Excerpted text –
********************

Unlike some baseball stars, Youngs was just as impressive during the post-season as he was in the regular season. He had ample opportunity to shine in October, as the Giants won National League pennants from 1921 through 1924. The first three World Series, all against the Yankees, were the first all-New York match-ups. They were not the first all-city series (that distinction belonged to the Chicago White Sox and Cubs in 1906), but the 1921 and 1922 match-ups, which the Giants won, were the first to be played at one ballpark, as the Yankees were tenants of the Giants at the Polo Grounds. The Yankees, who had played second fiddle to the Giants, started to turn the tables on the Giants after acquiring Babe Ruth before the 1920 season.

Youngs, having played on four consecutive pennant-winners, had his salary boosted to $13,750 per season. A strep throat infection kept him sidelined for three weeks in 1924, but neither the disease nor the layoff appeared to affect his performance. His batting average peaked at .356 in 1924 when he was twenty-seven years old. The first indication of any problem was his performance in the World Series when he hit just .185 (5 for 27) against the Washington Senators after hitting a composite .328 in the 1921–23 contests against the Yankees.

On October 11, 1924, the day after the Giants lost the series to the Senators, Youngs married Dorothy Pienecke of Brooklyn. Their “honeymoon” consisted of a European goodwill tour with the Giants and Chicago White Sox. The tour was cut short and so was the honeymoon, as the marriage was troubled from the start.

********************

Given information –
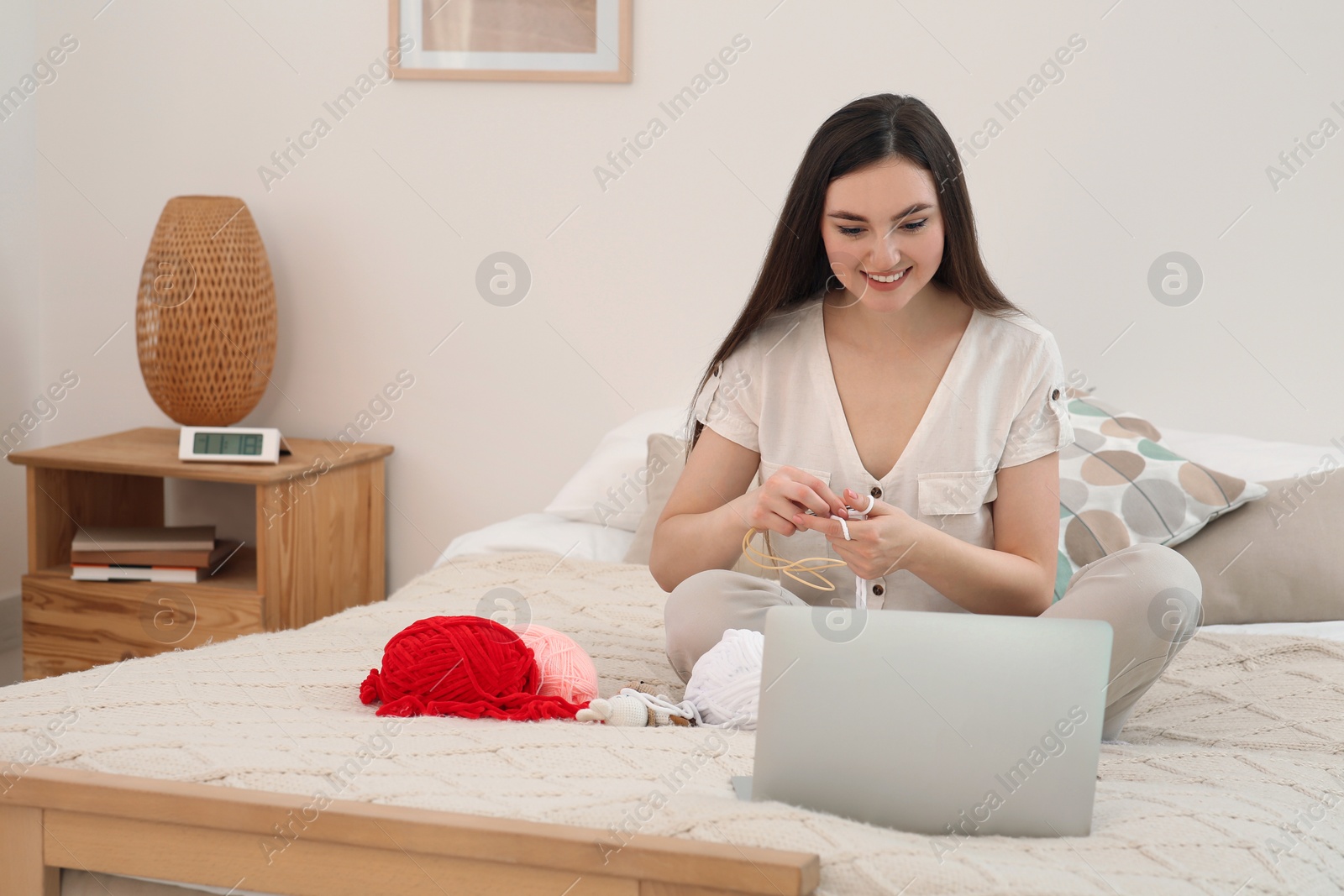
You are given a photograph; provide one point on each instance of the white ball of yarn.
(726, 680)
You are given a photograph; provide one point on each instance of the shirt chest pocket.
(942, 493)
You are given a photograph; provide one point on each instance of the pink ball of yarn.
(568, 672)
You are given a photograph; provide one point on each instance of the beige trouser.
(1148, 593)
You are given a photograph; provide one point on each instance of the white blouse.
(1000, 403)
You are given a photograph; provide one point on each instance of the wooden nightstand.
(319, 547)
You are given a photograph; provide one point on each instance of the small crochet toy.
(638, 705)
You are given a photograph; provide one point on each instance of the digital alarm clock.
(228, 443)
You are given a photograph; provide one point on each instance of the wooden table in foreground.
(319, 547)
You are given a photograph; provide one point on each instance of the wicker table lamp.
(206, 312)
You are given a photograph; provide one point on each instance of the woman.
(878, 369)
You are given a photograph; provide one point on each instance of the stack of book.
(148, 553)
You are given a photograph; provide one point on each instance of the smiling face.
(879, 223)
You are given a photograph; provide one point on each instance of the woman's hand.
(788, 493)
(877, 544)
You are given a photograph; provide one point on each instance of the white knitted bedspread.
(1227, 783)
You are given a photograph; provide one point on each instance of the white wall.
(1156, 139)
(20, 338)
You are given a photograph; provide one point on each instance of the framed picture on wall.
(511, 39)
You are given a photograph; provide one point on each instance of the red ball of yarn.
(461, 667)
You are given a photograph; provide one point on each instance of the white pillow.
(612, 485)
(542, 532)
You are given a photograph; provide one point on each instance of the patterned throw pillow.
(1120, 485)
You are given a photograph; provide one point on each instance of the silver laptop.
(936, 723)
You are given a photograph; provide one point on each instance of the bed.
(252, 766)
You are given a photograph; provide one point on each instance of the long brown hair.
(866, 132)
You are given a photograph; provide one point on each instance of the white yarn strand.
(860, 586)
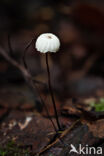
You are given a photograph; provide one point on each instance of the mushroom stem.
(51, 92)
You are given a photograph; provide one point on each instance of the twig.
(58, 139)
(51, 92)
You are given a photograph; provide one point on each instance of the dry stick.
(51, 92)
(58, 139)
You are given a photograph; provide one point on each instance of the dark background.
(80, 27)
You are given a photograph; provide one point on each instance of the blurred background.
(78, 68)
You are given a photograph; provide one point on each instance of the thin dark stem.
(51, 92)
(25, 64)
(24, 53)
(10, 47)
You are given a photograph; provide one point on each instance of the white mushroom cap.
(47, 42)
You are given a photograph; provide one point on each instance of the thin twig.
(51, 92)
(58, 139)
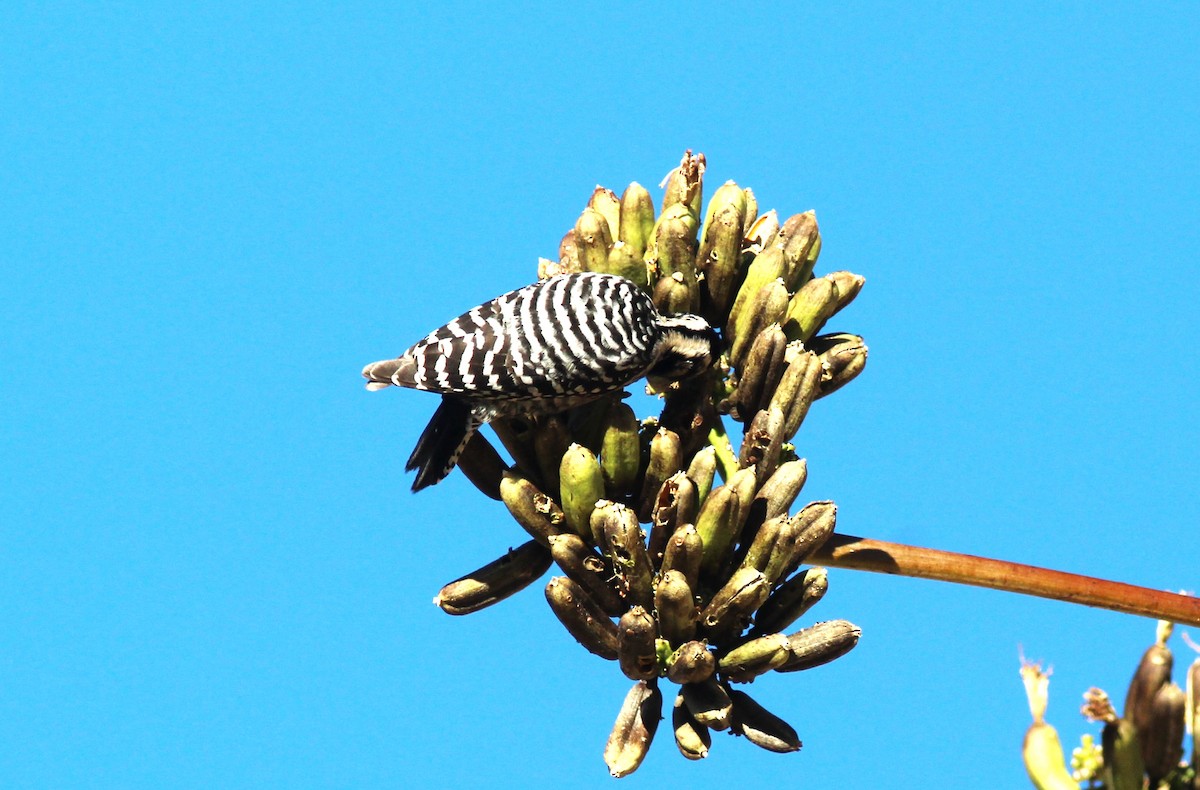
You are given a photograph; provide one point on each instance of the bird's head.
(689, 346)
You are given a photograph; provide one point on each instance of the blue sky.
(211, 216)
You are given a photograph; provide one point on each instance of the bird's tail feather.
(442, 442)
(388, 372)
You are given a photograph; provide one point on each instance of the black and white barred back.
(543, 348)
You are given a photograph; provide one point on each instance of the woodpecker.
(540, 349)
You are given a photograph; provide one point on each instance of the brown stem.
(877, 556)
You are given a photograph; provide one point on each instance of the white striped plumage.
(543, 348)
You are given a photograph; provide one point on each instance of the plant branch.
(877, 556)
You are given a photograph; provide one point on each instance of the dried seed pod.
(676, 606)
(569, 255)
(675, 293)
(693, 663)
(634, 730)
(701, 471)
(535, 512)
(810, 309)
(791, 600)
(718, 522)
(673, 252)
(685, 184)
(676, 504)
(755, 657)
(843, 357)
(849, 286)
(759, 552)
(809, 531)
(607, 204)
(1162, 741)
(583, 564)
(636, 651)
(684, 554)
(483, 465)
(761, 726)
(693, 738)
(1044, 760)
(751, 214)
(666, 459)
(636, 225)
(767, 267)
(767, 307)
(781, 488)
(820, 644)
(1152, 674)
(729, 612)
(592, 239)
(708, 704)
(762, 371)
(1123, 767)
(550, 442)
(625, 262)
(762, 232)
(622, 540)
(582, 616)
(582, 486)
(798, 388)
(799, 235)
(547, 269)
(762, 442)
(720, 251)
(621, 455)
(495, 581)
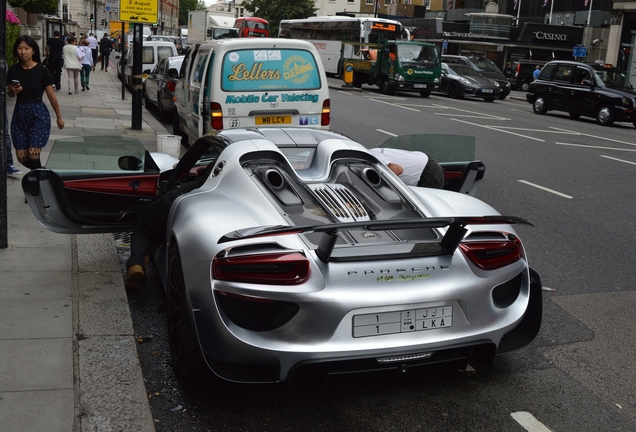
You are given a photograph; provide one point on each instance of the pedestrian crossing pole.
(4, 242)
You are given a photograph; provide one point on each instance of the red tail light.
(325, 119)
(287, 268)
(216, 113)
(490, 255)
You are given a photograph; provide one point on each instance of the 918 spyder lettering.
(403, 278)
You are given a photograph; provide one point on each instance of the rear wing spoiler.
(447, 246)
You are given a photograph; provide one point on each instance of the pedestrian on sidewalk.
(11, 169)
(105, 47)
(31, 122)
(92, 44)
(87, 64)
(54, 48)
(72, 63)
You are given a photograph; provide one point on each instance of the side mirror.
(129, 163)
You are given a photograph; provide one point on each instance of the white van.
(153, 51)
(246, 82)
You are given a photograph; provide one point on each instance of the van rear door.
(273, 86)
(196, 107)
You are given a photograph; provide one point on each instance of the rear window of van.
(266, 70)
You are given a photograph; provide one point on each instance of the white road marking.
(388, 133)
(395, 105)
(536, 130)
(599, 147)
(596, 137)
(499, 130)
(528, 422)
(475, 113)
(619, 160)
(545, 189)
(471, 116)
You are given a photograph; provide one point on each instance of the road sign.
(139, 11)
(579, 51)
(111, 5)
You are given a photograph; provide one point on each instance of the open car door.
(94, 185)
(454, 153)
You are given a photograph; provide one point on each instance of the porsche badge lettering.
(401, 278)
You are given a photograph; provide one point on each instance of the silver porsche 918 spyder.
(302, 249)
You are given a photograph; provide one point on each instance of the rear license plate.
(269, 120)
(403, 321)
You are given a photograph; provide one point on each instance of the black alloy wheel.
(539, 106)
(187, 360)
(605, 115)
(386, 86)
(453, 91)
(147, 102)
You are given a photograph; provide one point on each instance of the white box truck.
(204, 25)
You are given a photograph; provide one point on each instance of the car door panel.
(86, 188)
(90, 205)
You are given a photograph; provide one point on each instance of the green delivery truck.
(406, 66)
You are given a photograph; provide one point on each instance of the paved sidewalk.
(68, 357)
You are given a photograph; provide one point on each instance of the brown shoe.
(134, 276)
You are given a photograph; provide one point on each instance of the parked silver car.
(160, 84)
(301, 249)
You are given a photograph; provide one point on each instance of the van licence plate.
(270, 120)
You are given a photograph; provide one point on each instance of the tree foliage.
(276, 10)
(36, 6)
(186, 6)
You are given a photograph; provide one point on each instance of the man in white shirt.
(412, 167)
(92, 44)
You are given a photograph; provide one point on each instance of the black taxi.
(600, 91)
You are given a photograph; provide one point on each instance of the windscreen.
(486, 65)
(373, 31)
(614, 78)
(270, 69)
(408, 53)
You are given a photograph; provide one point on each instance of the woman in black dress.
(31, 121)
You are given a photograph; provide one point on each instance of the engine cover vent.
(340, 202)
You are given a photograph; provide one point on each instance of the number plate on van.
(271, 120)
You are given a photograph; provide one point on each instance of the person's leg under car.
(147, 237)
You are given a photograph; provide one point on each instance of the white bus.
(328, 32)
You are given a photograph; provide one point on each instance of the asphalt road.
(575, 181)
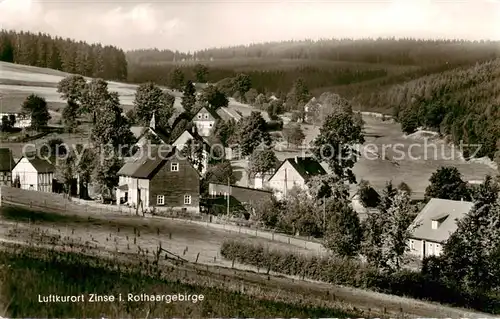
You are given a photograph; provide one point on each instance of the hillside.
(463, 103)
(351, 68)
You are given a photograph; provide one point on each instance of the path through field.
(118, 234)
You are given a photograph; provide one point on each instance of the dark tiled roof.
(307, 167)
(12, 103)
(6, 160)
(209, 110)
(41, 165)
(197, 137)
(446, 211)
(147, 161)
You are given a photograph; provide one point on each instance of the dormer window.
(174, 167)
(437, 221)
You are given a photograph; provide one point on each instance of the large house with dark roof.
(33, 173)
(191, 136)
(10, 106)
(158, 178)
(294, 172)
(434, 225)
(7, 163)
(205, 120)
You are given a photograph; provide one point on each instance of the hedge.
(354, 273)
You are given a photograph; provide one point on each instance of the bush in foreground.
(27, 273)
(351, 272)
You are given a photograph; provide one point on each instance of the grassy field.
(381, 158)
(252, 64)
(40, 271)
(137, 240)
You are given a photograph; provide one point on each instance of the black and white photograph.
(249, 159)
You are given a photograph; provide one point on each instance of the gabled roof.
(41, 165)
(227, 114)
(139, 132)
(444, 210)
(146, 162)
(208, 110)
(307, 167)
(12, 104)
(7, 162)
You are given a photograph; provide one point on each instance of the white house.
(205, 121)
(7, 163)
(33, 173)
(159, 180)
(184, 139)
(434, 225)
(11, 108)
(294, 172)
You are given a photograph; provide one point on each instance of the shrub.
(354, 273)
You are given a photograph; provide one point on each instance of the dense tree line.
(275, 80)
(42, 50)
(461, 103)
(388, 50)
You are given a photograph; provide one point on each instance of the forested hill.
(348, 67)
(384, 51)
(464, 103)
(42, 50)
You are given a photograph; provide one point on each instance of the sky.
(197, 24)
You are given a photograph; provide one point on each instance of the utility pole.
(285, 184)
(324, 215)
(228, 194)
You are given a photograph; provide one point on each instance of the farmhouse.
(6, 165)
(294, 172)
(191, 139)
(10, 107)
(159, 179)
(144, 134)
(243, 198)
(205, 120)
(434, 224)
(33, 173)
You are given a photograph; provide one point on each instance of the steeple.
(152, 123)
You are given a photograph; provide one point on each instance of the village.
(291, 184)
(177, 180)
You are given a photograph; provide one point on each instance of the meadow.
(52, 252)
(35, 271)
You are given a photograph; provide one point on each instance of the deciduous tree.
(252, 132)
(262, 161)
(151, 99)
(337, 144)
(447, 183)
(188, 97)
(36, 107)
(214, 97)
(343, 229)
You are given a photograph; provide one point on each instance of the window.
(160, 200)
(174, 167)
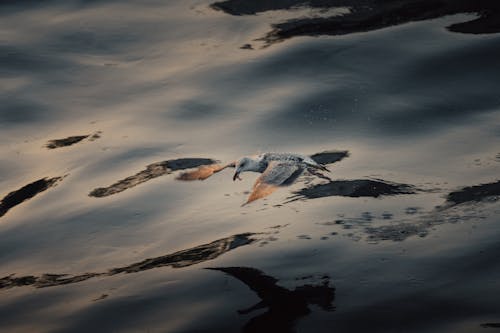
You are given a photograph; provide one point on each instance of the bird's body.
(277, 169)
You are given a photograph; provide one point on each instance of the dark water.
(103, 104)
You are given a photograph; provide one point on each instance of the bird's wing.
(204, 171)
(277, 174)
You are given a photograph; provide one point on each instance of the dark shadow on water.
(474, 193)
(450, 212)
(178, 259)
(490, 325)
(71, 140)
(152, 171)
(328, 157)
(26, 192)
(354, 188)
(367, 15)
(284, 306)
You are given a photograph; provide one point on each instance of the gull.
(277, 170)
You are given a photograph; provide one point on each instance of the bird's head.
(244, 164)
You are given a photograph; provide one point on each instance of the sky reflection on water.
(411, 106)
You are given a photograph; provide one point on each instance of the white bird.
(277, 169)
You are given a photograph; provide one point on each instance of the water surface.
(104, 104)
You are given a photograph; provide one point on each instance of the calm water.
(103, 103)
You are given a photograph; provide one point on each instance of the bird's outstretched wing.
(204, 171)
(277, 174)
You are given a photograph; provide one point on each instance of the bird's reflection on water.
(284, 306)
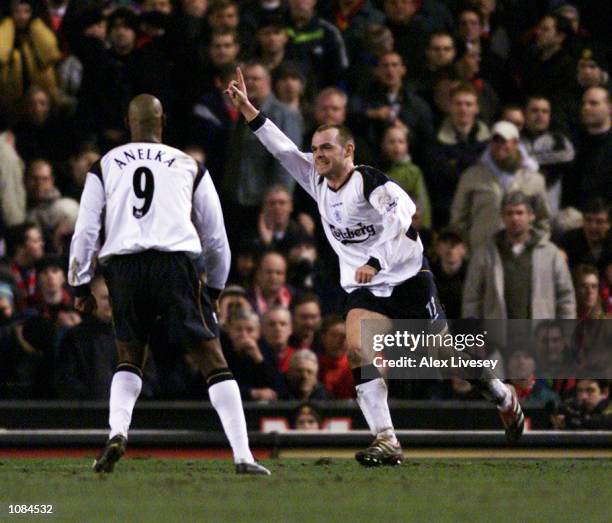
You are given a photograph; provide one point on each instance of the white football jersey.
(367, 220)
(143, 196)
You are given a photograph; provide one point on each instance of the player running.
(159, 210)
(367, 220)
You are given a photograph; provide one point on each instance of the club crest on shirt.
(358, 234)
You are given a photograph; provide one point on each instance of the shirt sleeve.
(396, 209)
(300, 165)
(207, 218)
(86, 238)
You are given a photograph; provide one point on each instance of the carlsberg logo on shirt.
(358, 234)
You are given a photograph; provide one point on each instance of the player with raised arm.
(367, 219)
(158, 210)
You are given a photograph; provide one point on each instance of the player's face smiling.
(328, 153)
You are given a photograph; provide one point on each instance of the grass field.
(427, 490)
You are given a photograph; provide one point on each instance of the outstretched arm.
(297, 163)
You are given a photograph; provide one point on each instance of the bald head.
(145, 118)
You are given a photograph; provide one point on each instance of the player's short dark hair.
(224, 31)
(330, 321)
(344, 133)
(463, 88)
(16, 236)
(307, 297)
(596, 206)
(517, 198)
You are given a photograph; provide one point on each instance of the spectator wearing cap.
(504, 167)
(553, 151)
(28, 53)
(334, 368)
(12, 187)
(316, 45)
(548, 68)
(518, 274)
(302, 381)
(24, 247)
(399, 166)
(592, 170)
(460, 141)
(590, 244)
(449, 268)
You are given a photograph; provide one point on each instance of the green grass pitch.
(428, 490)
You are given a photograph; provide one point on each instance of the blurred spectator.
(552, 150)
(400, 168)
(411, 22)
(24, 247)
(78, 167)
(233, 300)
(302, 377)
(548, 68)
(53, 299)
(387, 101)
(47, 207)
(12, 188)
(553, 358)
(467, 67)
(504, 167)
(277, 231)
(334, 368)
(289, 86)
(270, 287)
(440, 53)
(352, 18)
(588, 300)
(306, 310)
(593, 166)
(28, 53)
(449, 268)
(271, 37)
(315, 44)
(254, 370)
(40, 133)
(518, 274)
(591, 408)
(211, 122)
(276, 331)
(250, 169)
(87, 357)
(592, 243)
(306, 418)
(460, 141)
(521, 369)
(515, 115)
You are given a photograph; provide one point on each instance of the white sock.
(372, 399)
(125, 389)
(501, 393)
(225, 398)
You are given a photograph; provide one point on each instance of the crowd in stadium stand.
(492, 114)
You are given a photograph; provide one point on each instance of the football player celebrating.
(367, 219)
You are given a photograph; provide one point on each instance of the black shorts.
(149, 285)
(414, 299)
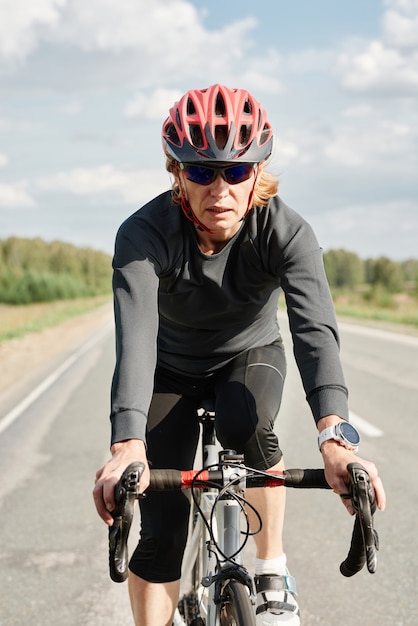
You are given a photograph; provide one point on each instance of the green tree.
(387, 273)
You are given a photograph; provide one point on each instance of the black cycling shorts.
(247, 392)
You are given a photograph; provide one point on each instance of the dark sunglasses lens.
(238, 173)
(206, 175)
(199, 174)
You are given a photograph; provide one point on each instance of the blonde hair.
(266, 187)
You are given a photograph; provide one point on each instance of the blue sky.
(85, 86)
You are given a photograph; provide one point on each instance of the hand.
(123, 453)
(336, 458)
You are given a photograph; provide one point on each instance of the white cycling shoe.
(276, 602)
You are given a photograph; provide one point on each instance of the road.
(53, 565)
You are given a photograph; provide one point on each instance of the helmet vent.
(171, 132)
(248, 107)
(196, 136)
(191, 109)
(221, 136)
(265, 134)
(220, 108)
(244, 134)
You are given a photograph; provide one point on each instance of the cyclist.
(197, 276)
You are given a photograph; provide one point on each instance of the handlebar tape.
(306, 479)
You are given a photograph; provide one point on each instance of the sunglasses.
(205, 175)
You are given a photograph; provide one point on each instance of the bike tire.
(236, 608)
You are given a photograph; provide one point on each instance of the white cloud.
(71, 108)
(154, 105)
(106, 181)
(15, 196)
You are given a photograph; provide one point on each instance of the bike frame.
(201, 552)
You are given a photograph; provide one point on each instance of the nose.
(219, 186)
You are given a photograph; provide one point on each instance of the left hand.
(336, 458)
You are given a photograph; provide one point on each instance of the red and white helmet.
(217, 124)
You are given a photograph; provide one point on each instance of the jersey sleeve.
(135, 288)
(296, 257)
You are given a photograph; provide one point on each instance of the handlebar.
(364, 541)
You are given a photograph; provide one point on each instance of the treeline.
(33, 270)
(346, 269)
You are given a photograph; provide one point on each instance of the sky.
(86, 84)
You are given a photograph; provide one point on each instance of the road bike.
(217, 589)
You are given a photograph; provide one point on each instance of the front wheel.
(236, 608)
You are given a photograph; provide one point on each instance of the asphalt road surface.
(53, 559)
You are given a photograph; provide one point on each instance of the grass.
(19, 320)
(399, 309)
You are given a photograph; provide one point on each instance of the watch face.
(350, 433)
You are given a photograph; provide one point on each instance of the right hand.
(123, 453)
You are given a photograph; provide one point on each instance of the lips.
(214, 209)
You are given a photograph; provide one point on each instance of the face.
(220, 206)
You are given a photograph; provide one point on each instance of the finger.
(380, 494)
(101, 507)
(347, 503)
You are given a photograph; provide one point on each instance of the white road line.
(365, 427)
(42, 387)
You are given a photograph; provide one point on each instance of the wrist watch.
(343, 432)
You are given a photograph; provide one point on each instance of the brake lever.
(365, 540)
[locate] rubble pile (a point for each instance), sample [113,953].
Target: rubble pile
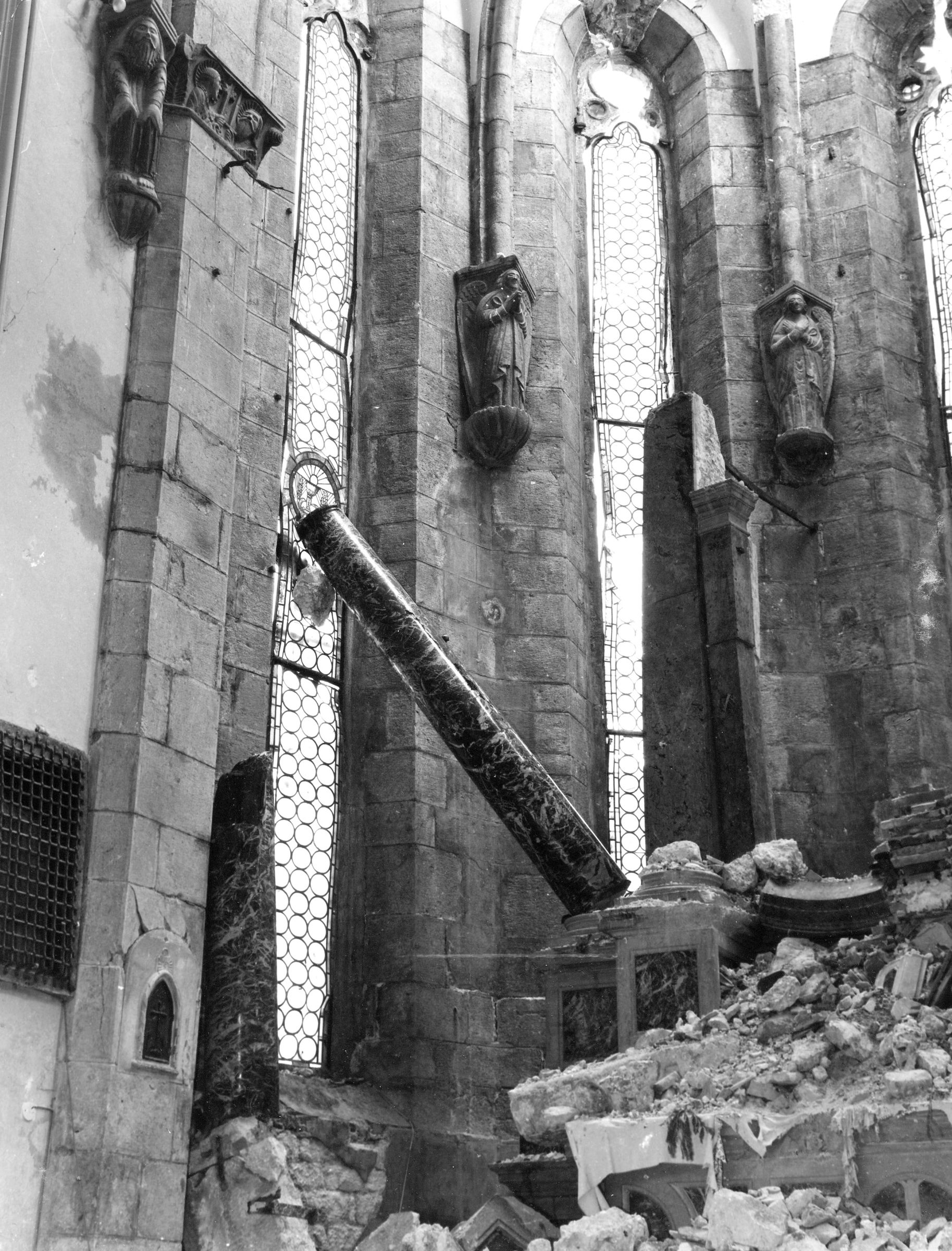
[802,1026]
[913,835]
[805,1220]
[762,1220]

********************

Exercise instructions –
1 – Write out the text about Youngs word for word, from "On October 11, 1924, the" to "from the start.".
2 – Extend the account of Youngs's career and marriage, picking up right after its final sentence.

Numbered responses –
1 –
On October 11, 1924, the day after the Giants lost the series to the Senators, Youngs married Dorothy Pienecke of Brooklyn. Their “honeymoon” consisted of a European goodwill tour with the Giants and Chicago White Sox. The tour was cut short and so was the honeymoon, as the marriage was troubled from the start.

2 –
The 1925 season was the only one in which Youngs failed to hit .300. Suffering from stomach issues and fatigue all season, he hit a mere .264. He somehow rallied (perhaps with the help of a full-time male nurse hired by McGraw) to hit .306 in 1926. Nevertheless, the Giants slipped to fifth place with a record of 74–77. It was the team’s only losing season during Youngs’s tenure. He was not around at the conclusion of the team’s disappointing season, as his legs swelled up in August. He played his final game on August 10, 1926. The 2–0 victory over the Chicago Cubs was a blah finale, as he went 0 for 3 with a sacrifice bunt. Whether he realized it or not, at age twenty-nine his career was over. Pep Youngs finished with a .322 career average (1,491 hits in 4,627 at bats). He left a legacy of sorts by tutoring seventeen-year-old Mel Ott in the nuances of playing right field in the Polo Grounds. Ott went on to play twenty-two seasons for the Giants and retired as the career National League home run leader with 511 and enshrinement in the National Baseball Hall of Fame.

After spending a good deal of the off-season at Physicians and Surgeons Hospital in San Antonio, Youngs missed 1927 spring training and remained home during the regular season. He returned to the hospital in early October. He was diagnosed with Bright’s disease, or what today might be called chronic nephritis or kidney inflammation. Doctors speculated that the strep throat infection that bothered him during the 1924 season had migrated to his kidneys. Youngs died on October 22, 1927, in San Antonio and was buried there in Mission Burial Park South. At the time of his death he was separated from his wife. Reportedly, he never met his daughter Caroline, who was born in December 1925. Curiously, Youngs was something of a soft touch, as various debtors owed him a total of $16,000 at the time of his death; the family never collected.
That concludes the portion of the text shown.